__DO THIS__
Turn the lines of the records below into a numbered list, starting at the line that contains "Target: shallow water" and continuing through the last line of the records, with both ends included. Leave out any blank lines.

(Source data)
[start]
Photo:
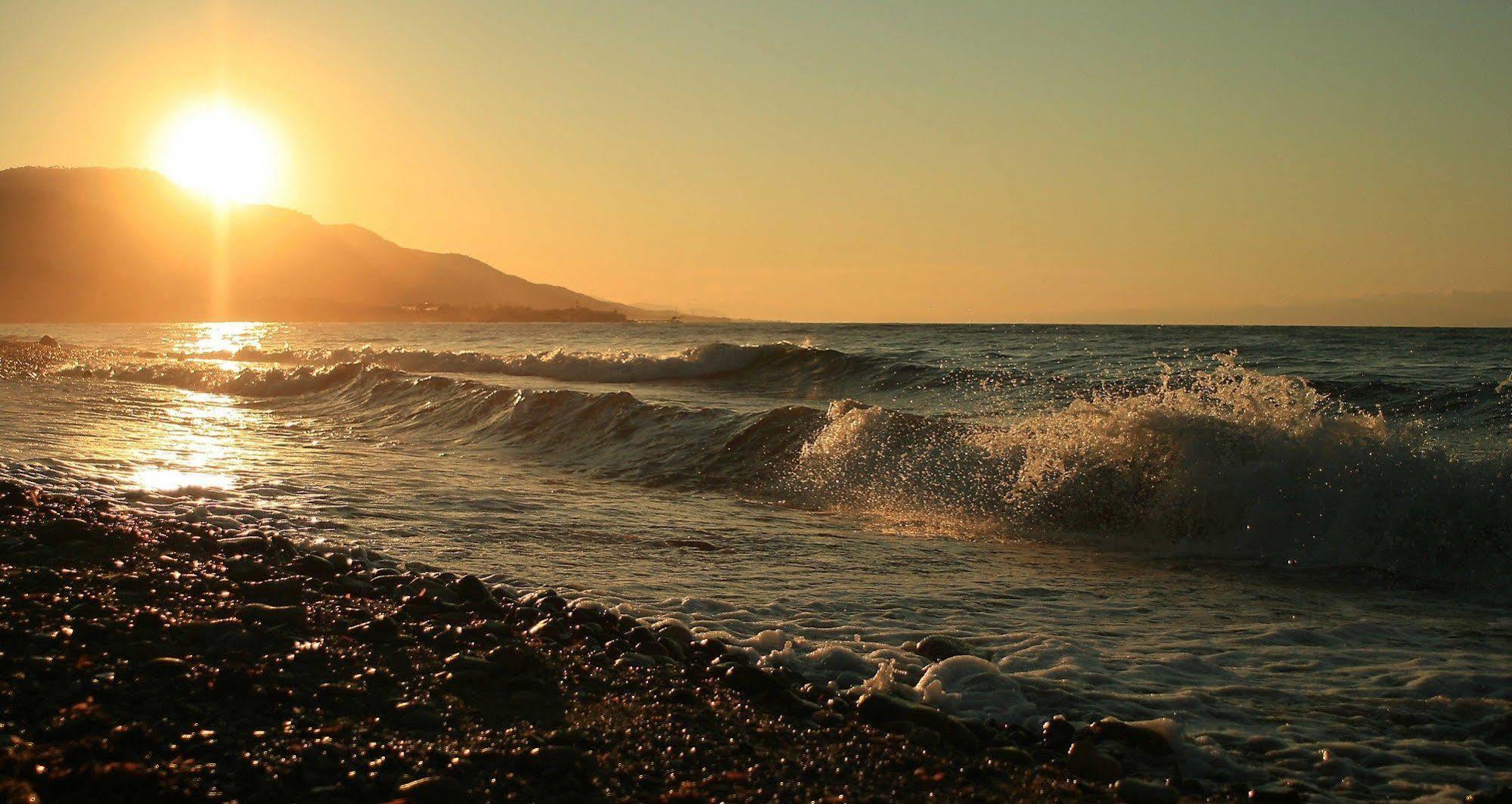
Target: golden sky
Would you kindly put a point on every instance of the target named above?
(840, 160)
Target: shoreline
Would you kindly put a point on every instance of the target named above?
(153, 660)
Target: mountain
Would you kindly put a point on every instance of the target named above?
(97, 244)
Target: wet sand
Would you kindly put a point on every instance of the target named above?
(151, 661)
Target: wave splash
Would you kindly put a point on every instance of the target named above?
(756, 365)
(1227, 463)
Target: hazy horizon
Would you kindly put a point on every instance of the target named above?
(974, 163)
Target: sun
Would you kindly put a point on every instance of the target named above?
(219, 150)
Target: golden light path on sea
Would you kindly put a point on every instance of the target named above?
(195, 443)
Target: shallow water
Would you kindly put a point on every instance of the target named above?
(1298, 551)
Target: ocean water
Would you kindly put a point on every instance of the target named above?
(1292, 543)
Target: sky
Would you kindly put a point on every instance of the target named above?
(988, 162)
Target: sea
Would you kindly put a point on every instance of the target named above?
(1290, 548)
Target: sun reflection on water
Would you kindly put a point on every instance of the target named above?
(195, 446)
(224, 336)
[end]
__TASK RESULT__
1. Target: shallow water
2. Would you kindly put a point on every instance of the target named above?
3. (1298, 551)
4. Target: ocean water
5. Would you kindly put a point on every instance of the target named above?
6. (1292, 543)
7. Target: sky
8. Would you kindly put a point on every instance of the target named above?
9. (988, 162)
10. Target: sea
11. Would you kindly put a point on every instance of the target named above?
12. (1290, 548)
13. Target: sun reflection on water
14. Would you kindly put a point on every instance of the target named above?
15. (195, 446)
16. (224, 336)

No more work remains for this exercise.